Image-backed grounding data
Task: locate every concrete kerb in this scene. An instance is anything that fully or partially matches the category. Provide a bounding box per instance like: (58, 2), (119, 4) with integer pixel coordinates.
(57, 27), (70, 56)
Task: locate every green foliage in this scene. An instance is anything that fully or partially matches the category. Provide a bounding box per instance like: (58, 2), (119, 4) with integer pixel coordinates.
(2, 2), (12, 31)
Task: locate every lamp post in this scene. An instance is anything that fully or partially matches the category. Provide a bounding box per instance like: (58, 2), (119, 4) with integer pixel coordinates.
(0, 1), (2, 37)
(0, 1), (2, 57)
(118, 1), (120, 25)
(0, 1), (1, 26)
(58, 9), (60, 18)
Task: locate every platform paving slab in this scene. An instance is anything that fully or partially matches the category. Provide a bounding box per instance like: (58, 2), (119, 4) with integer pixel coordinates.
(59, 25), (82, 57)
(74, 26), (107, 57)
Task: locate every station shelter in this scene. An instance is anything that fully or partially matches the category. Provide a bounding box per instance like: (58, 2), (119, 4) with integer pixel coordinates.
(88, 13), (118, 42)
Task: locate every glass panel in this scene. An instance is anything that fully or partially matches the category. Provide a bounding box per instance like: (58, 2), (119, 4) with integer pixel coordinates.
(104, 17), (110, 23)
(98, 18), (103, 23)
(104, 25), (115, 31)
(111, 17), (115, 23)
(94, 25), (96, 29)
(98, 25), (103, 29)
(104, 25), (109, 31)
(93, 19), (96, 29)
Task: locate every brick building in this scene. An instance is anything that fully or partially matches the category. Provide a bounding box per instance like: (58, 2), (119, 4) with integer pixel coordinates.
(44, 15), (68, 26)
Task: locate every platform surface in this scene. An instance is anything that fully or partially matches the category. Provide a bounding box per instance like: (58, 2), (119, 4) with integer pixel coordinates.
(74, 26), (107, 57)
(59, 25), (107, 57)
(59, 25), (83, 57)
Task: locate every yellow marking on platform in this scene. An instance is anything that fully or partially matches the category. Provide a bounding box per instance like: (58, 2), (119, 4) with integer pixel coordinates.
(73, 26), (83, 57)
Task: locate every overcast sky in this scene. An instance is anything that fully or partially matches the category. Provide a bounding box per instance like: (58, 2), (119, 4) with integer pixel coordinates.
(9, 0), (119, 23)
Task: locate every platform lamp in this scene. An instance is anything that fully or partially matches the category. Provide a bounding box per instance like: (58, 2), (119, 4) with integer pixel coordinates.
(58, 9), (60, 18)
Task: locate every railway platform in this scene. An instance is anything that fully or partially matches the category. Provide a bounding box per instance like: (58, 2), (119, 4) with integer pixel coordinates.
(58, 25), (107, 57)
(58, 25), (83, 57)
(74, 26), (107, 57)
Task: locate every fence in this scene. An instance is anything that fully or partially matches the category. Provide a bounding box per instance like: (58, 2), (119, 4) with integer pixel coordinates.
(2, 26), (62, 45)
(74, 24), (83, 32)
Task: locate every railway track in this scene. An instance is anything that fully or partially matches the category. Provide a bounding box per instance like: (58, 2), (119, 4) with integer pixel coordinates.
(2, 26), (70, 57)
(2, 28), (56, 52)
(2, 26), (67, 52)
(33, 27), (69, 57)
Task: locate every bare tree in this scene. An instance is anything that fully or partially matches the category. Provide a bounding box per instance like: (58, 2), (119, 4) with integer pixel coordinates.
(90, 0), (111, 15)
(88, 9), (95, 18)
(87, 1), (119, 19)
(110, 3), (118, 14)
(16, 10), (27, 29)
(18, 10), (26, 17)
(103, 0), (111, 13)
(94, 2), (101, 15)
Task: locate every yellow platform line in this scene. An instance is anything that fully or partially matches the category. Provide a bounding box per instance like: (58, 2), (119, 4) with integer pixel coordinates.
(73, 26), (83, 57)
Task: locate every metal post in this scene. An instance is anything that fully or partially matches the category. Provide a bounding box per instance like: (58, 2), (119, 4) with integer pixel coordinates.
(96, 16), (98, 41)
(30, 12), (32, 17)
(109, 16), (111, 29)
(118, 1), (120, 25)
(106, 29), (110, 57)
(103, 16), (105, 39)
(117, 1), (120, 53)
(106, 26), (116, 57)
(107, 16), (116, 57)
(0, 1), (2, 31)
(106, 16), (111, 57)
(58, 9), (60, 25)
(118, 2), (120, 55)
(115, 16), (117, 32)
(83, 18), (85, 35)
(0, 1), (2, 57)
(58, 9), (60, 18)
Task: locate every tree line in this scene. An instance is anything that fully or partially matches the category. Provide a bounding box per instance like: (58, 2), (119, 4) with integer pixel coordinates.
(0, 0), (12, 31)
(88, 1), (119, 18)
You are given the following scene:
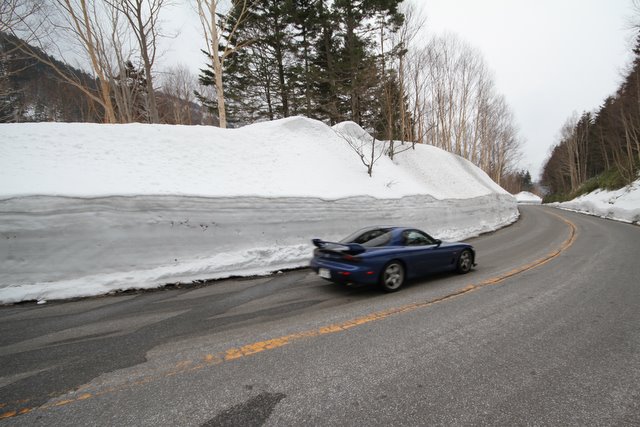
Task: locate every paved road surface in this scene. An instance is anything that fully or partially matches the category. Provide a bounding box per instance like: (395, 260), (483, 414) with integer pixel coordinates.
(1, 206), (639, 425)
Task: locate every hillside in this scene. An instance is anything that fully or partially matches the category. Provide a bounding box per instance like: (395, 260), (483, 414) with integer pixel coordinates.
(0, 117), (517, 303)
(541, 36), (640, 198)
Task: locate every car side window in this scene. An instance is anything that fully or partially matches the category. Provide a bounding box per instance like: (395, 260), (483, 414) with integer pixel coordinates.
(345, 228), (393, 247)
(403, 230), (436, 246)
(354, 229), (383, 244)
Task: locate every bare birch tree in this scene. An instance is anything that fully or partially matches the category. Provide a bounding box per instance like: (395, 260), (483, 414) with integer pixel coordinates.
(9, 0), (124, 122)
(161, 63), (197, 124)
(106, 0), (169, 123)
(559, 112), (591, 191)
(379, 1), (425, 159)
(394, 3), (418, 144)
(616, 104), (639, 183)
(405, 46), (431, 146)
(405, 33), (522, 183)
(194, 0), (252, 128)
(1, 0), (43, 35)
(108, 31), (140, 123)
(7, 0), (168, 123)
(56, 1), (120, 122)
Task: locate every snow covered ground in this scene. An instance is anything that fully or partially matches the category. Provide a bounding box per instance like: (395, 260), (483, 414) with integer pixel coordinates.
(551, 178), (640, 224)
(0, 117), (517, 304)
(514, 191), (542, 204)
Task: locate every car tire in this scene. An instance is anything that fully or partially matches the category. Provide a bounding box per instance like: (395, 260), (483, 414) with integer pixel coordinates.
(380, 261), (405, 292)
(457, 249), (473, 274)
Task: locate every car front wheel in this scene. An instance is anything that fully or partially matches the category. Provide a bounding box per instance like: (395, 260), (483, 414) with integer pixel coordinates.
(457, 249), (473, 274)
(380, 261), (405, 292)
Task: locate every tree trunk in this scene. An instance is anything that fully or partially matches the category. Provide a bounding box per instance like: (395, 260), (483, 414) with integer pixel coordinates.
(213, 55), (226, 128)
(77, 0), (116, 123)
(135, 8), (159, 123)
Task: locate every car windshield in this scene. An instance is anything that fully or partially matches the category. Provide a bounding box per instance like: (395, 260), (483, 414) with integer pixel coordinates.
(340, 228), (393, 247)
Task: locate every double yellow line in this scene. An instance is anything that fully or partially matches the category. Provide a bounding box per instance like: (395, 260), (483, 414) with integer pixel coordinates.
(0, 210), (577, 420)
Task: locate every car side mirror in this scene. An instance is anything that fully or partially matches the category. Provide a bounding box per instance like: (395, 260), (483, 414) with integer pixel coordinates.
(434, 239), (442, 247)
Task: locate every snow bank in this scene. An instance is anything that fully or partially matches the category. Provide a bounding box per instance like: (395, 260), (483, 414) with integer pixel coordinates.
(551, 178), (640, 224)
(0, 117), (517, 303)
(1, 117), (512, 200)
(514, 191), (542, 204)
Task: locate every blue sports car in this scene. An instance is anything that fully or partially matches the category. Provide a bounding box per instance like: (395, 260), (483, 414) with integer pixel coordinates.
(309, 226), (475, 292)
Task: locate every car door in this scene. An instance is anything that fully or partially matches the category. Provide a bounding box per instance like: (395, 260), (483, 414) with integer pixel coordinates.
(401, 230), (445, 276)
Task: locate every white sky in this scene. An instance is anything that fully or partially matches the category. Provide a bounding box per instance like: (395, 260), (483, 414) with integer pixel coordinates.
(160, 0), (636, 180)
(418, 0), (635, 179)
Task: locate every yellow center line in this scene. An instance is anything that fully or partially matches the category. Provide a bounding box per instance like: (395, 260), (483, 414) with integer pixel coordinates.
(0, 210), (577, 420)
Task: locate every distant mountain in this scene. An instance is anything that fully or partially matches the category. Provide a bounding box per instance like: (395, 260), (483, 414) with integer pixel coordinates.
(0, 32), (209, 125)
(0, 32), (101, 123)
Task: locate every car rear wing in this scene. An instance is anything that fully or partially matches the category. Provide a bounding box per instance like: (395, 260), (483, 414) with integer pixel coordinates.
(311, 239), (366, 254)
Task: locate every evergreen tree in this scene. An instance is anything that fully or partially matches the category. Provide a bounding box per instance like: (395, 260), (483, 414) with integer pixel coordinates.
(522, 170), (533, 191)
(112, 60), (148, 122)
(194, 0), (407, 132)
(309, 0), (342, 124)
(196, 0), (299, 125)
(332, 0), (404, 130)
(289, 0), (321, 118)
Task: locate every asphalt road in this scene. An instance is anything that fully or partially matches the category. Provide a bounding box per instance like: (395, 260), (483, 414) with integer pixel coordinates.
(1, 205), (639, 426)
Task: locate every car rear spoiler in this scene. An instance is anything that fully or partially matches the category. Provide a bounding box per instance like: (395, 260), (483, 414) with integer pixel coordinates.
(311, 239), (366, 254)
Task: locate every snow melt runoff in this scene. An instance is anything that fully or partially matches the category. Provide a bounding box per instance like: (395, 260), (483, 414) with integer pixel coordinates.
(0, 117), (517, 303)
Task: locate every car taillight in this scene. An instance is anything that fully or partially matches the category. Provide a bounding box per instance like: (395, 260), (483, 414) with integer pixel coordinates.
(342, 254), (361, 262)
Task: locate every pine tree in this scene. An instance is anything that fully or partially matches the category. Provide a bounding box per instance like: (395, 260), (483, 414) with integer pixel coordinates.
(309, 1), (342, 124)
(194, 0), (407, 131)
(289, 0), (321, 118)
(196, 0), (298, 125)
(112, 60), (148, 122)
(332, 0), (404, 130)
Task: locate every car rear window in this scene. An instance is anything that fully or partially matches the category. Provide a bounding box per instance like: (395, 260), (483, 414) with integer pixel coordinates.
(341, 228), (393, 247)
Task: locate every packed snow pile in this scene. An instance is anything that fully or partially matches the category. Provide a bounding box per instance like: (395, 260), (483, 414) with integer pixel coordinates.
(2, 117), (510, 200)
(514, 191), (543, 204)
(333, 122), (510, 200)
(551, 178), (640, 224)
(0, 117), (517, 303)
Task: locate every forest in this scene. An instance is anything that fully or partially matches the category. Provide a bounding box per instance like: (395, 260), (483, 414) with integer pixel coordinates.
(541, 36), (640, 201)
(2, 0), (526, 191)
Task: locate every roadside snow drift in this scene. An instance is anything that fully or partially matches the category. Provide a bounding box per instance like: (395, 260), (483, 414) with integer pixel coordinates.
(514, 191), (542, 204)
(551, 178), (640, 224)
(0, 117), (517, 303)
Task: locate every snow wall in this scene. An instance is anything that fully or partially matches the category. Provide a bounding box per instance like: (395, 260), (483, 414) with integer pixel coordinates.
(0, 117), (517, 302)
(550, 178), (640, 223)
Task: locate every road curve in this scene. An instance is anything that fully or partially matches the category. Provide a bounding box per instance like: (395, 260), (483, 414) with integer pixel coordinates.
(1, 205), (639, 425)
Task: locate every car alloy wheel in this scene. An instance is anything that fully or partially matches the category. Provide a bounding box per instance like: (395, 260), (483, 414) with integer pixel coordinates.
(381, 261), (405, 292)
(457, 249), (473, 274)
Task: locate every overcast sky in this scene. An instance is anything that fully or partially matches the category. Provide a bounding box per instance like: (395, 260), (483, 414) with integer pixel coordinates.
(161, 0), (635, 180)
(421, 0), (635, 179)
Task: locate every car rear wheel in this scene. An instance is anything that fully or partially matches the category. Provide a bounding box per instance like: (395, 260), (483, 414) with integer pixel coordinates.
(457, 249), (473, 274)
(380, 261), (405, 292)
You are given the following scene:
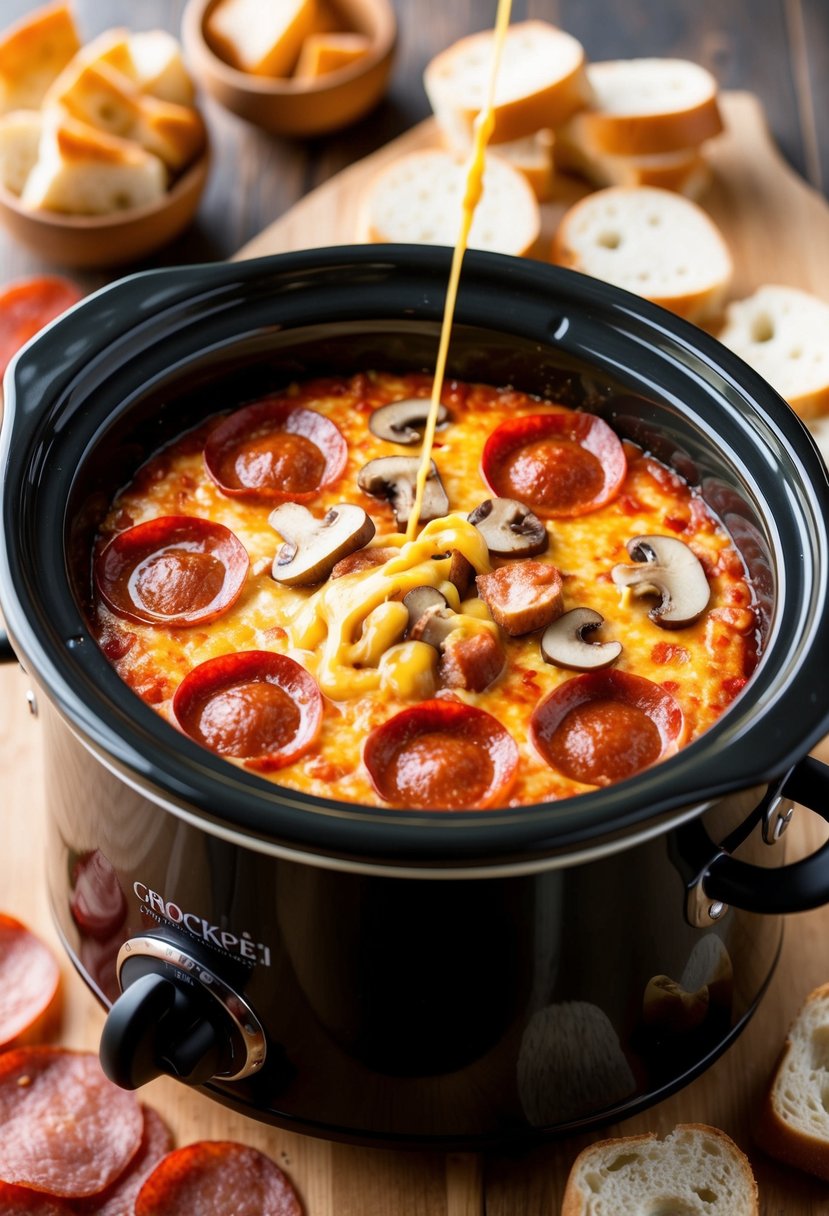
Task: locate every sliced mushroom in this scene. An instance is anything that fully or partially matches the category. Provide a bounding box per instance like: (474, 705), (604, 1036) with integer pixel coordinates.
(358, 456), (449, 529)
(468, 498), (548, 558)
(403, 586), (459, 648)
(611, 534), (710, 628)
(369, 398), (449, 444)
(541, 607), (622, 671)
(430, 548), (475, 597)
(269, 502), (375, 587)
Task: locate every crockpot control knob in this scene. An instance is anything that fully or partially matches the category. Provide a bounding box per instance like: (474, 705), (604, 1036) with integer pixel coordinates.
(100, 936), (266, 1091)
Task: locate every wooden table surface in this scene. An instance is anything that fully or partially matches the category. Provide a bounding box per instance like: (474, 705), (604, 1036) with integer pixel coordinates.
(2, 3), (829, 1214)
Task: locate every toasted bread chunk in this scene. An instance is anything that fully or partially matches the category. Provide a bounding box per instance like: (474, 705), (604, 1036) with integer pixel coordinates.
(424, 20), (591, 147)
(127, 31), (195, 105)
(0, 110), (42, 194)
(22, 116), (167, 215)
(206, 0), (318, 77)
(0, 2), (80, 114)
(718, 285), (829, 419)
(294, 32), (371, 78)
(359, 148), (540, 256)
(755, 981), (829, 1179)
(561, 1124), (759, 1216)
(552, 185), (732, 325)
(573, 58), (723, 156)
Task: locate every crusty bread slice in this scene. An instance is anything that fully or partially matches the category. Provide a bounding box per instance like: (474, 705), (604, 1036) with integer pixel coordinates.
(552, 185), (732, 324)
(0, 109), (42, 195)
(0, 1), (81, 114)
(755, 982), (829, 1179)
(562, 1124), (759, 1216)
(206, 0), (318, 77)
(435, 111), (556, 201)
(424, 20), (591, 147)
(294, 32), (371, 79)
(718, 285), (829, 419)
(573, 58), (723, 157)
(358, 148), (540, 256)
(555, 122), (711, 199)
(21, 115), (167, 215)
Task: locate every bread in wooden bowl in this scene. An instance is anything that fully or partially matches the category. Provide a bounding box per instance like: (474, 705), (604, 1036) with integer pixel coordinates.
(551, 185), (733, 325)
(0, 2), (80, 114)
(561, 1124), (759, 1215)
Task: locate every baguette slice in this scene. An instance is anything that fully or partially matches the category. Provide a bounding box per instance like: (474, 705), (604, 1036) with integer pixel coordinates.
(424, 20), (591, 147)
(562, 1124), (759, 1216)
(718, 285), (829, 419)
(0, 109), (42, 195)
(552, 186), (732, 324)
(436, 113), (556, 201)
(22, 116), (167, 215)
(206, 0), (318, 77)
(755, 981), (829, 1179)
(294, 32), (371, 79)
(555, 123), (711, 199)
(573, 58), (723, 156)
(0, 1), (81, 114)
(359, 148), (540, 256)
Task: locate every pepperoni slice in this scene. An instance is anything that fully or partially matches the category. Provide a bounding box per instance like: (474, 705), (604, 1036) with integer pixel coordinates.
(69, 851), (127, 942)
(134, 1141), (302, 1216)
(0, 1049), (143, 1197)
(0, 916), (60, 1051)
(94, 516), (249, 628)
(172, 651), (323, 771)
(481, 412), (626, 517)
(531, 670), (684, 786)
(0, 1106), (172, 1215)
(0, 277), (83, 380)
(363, 700), (519, 810)
(204, 397), (347, 501)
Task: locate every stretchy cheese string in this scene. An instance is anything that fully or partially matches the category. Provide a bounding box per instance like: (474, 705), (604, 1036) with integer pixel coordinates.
(406, 0), (514, 542)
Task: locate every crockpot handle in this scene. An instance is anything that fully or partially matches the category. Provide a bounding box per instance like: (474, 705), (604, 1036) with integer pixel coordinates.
(700, 758), (829, 914)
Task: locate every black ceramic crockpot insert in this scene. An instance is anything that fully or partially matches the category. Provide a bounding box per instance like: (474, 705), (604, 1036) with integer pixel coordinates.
(2, 247), (829, 868)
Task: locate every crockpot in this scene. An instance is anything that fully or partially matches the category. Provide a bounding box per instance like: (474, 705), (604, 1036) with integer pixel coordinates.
(3, 247), (829, 1148)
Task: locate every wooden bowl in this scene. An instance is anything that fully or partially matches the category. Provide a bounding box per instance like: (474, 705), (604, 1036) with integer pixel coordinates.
(182, 0), (397, 137)
(0, 151), (210, 270)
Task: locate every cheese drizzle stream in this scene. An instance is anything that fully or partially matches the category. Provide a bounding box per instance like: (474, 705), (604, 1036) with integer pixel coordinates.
(405, 0), (514, 541)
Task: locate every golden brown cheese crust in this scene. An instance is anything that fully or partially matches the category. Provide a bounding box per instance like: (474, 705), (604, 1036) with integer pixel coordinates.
(91, 372), (757, 808)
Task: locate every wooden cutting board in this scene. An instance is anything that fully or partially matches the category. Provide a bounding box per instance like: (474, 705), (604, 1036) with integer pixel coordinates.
(3, 91), (829, 1216)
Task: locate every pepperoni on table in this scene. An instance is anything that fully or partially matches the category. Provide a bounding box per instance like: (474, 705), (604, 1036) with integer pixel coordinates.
(0, 916), (60, 1050)
(531, 670), (684, 787)
(94, 516), (249, 628)
(0, 277), (83, 381)
(69, 850), (127, 942)
(134, 1141), (303, 1216)
(172, 651), (323, 771)
(0, 1049), (143, 1198)
(204, 397), (347, 501)
(481, 412), (626, 517)
(363, 700), (519, 810)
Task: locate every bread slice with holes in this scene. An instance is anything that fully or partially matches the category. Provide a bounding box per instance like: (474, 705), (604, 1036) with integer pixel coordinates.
(718, 285), (829, 419)
(424, 20), (591, 148)
(0, 109), (42, 194)
(0, 1), (81, 114)
(358, 148), (541, 256)
(567, 58), (723, 157)
(552, 185), (732, 324)
(561, 1124), (759, 1216)
(754, 982), (829, 1179)
(205, 0), (318, 77)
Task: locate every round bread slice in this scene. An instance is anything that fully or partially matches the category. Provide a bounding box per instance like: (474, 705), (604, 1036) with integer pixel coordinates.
(552, 185), (732, 324)
(555, 124), (711, 199)
(718, 285), (829, 419)
(359, 148), (540, 256)
(561, 1124), (759, 1216)
(424, 20), (591, 147)
(573, 58), (723, 156)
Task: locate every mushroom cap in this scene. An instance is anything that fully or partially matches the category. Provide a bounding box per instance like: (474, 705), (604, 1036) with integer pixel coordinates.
(468, 497), (548, 557)
(357, 455), (449, 528)
(369, 398), (449, 445)
(403, 585), (458, 648)
(269, 502), (375, 587)
(611, 534), (710, 628)
(541, 607), (622, 671)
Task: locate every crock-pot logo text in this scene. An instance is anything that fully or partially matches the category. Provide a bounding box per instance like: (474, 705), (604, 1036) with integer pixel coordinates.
(133, 882), (271, 967)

# TASK STATEMENT:
Starting at the line that contains "Task: locate every mushroom", write out every line through the last one in the data above, exactly as it stands.

# TASK RESULT:
Task: locate every mushroom cap in this scene. An instance is anything that fully or partially matches the category. Provide a bounding box per instance like: (474, 705), (604, 1036) with integer pixel coordinates.
(468, 497), (548, 557)
(357, 455), (449, 528)
(369, 398), (449, 445)
(403, 585), (458, 648)
(269, 502), (375, 587)
(611, 534), (710, 628)
(541, 607), (622, 671)
Task: locate every crock-pot logo text in this scene. An instance is anything that fully or partially matches the category. Provide a bounding box per instance like: (474, 705), (604, 1036) with integer pixel coordinates.
(133, 882), (271, 967)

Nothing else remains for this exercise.